→ Problema planteado 1
Según el texto sobre el principio de subsidiariedad, ¿en qué ciudad está el expendio de productos cárnicos y pollos donde se notó la bajada de precios?

¿QUÉ ES EL PRINCIPIO DE SUBSIDIARIEDAD Y QUÉ TIENE QUE VER CON LOS AUMENTOS SALARIALES?
Se dan cosas curiosas. Hace unas 3 o 4 semanas me acerqué
a un expendio de productos cárnicos y pollos muy conocido de la ciudad de
Barquisimeto. Me encontré con algo inusual: los precios de los productos habían
bajado en un monto que yo consideré como significativo. No había muestras de
coacción alguna por parte de algún ente supervisor. Pero eso mismo se repitió
en otro establecimiento, en este caso de verduras. Y para más intríngulis, el
dólar del mercado negro, el llamado paralelo, no mostraba variaciones desde
hacía un buen tiempo. El Dicom, el tipo de dólar oficial de más alta
cotización, que venía subiendo, lo estabilizaron forzosamente (con la salida
quizás del ministro Pérez Abad). Así que el comportamiento económico venía
siendo inusual, con cuestiones interesantes, al menos en el estado Lara. Es
cierto que hace una semana Víctor Salmerón, periodista especializado en la
fuente económica, decía que la subida del dólar Dicom no había reportado
mayores beneficios a la disponibilidad del mismo para incentivar la producción
industrial. Pero no es sencillo de explicar. Alguno decía que el dólar negro,
ese que el gobierno en su noche de brujas acusa de estar manipulado por las
garras del imperio (y algunos esto se lo creen), no subía más porque,
sencillamente, escaseaban los compradores con suficientes bolívares disponibles
para provocar esa reacción. Porque la gente en mayor número necesita de esos
bolívares para honrar sus compromisos, que son en moneda nacional (pago de
empleados, servicios, impuestos…).

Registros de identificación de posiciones
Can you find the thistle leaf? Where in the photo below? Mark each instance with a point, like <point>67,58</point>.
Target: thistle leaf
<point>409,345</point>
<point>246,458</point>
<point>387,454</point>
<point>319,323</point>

→ Problema planteado 2
Identifica y copia cada línea del listado que contenga la palabra "leaf", distinguiendo entre mayúsculas y minúsculas.

→ Respuesta 1
En Barquisimeto.

→ Respuesta 2
Can you find the thistle leaf? Where in the photo below? Mark each instance with a point, like <point>67,58</point>.
Target: thistle leaf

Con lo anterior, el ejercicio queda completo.